Count how many rows in the entries below contain the string "line", and reply with that number alone.

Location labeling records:
_ _ _ _
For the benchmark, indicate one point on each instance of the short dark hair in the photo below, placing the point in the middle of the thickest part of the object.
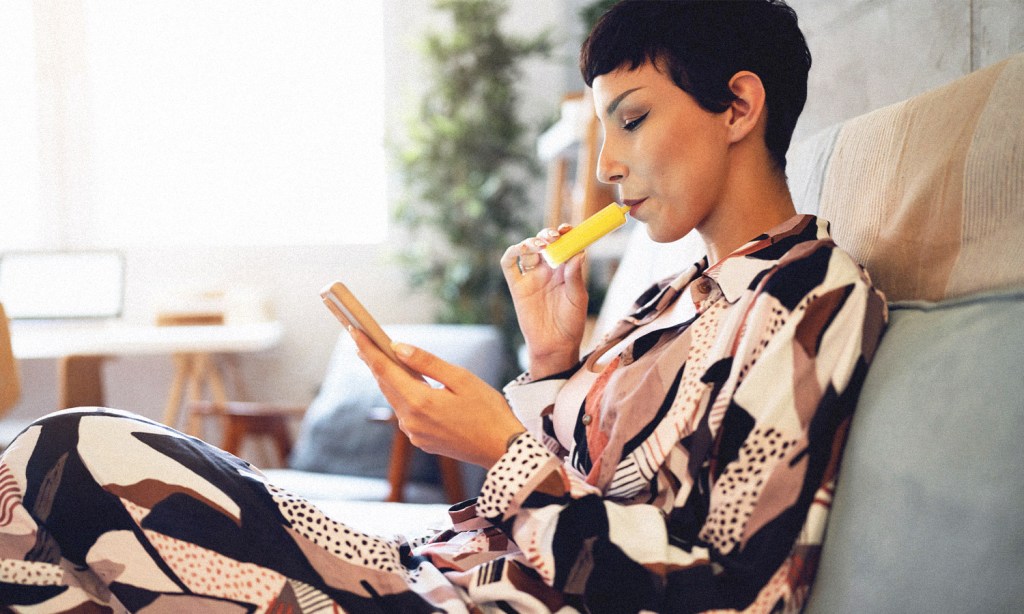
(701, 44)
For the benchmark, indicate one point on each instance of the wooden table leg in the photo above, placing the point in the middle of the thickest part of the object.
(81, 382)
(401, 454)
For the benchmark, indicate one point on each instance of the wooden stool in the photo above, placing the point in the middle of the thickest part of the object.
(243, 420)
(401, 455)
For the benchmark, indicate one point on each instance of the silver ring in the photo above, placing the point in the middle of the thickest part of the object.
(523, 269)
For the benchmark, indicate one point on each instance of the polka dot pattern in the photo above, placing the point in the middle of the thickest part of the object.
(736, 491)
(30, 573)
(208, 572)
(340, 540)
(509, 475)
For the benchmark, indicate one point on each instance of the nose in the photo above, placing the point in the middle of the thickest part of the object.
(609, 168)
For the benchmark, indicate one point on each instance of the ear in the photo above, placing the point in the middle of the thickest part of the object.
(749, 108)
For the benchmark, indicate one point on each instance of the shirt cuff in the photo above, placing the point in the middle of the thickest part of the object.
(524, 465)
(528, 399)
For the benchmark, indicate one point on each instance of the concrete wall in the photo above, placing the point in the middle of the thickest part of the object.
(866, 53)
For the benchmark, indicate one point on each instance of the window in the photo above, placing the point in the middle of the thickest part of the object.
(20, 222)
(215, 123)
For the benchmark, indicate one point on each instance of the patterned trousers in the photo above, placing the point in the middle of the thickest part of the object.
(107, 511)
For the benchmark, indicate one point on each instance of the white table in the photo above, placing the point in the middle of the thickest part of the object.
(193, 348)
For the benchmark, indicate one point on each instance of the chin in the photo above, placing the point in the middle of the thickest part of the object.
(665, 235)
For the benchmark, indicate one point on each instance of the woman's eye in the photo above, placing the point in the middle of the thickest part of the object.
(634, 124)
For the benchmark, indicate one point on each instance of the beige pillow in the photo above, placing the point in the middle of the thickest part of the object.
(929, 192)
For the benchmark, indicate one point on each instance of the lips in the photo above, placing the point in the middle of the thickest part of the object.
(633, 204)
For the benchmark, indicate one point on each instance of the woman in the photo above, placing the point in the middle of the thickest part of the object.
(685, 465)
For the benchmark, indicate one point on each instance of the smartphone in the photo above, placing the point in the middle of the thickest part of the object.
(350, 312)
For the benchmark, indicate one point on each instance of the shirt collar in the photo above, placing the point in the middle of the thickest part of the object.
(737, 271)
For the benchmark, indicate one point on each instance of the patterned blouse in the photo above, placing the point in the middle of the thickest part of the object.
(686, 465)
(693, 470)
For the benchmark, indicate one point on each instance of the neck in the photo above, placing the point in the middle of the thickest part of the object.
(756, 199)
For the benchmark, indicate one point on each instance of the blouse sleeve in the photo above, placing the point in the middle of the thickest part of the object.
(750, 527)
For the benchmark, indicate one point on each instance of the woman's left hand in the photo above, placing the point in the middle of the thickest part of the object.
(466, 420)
_ _ _ _
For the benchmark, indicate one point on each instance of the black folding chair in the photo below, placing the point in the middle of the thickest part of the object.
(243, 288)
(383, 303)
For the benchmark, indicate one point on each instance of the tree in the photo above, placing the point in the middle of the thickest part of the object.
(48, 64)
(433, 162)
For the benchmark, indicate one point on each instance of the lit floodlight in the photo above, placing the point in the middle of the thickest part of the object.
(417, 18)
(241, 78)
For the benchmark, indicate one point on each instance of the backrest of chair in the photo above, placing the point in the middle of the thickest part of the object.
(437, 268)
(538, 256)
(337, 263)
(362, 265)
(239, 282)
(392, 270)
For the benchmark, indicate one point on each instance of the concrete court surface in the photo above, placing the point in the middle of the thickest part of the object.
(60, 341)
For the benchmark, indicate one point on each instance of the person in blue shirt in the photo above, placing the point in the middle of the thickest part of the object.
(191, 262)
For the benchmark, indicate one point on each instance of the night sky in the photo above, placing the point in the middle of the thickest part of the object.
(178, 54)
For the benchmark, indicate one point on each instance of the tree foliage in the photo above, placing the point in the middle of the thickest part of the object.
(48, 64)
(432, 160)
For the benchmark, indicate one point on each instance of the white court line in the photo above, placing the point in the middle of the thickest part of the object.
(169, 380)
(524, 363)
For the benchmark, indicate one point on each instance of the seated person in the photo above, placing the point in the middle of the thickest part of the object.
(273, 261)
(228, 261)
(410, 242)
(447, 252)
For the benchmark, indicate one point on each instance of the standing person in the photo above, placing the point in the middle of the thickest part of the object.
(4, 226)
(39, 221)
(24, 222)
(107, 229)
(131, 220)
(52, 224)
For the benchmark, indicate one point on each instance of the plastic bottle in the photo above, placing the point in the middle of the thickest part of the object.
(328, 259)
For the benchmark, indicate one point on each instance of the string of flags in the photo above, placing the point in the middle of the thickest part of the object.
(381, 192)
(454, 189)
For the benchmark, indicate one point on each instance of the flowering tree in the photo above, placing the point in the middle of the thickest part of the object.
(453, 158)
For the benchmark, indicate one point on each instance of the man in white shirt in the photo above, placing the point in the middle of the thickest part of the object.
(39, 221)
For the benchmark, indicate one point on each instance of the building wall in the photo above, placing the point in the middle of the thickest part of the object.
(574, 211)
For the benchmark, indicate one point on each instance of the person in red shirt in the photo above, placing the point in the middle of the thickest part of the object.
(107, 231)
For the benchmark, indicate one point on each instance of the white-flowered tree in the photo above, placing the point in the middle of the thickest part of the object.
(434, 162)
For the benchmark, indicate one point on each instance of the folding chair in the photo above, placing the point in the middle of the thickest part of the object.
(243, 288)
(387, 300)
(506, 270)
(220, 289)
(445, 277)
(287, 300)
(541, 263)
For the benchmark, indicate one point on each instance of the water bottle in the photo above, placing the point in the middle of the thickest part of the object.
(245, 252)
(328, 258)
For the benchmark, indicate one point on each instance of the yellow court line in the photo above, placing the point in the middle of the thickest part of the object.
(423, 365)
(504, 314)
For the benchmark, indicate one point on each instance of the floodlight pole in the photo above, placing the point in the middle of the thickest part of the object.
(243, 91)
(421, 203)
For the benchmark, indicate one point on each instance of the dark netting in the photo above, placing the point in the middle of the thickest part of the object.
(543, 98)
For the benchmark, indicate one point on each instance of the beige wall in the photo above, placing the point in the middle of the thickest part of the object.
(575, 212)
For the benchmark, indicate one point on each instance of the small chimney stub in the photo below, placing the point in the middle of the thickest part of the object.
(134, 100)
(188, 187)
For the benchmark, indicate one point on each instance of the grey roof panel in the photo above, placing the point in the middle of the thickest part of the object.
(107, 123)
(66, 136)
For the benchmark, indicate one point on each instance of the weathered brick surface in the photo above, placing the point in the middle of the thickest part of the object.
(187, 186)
_ _ _ _
Task answer: 2